## [Exercise details]
Write out again, exactly as they stand, the line that includes "Could you please locate the ivy" and all remaining lines of the entries.

(Stored data entries)
#####
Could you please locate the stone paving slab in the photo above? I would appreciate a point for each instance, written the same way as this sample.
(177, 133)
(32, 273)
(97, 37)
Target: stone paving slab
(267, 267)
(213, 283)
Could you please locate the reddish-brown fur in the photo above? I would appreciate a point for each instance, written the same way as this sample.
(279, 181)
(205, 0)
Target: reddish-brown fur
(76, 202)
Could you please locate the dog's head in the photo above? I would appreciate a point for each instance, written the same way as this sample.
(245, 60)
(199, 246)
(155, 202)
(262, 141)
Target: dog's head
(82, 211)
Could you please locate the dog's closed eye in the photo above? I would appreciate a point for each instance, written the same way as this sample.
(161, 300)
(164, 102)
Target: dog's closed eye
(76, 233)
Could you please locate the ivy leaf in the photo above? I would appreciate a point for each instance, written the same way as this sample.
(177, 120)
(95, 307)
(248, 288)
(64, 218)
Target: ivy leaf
#####
## [Result of the task]
Could you please locate the ivy leaf in the photo above? I would appreciate a point for each instance, written the same way as this sample.
(177, 120)
(95, 307)
(248, 288)
(64, 218)
Target: ivy leaf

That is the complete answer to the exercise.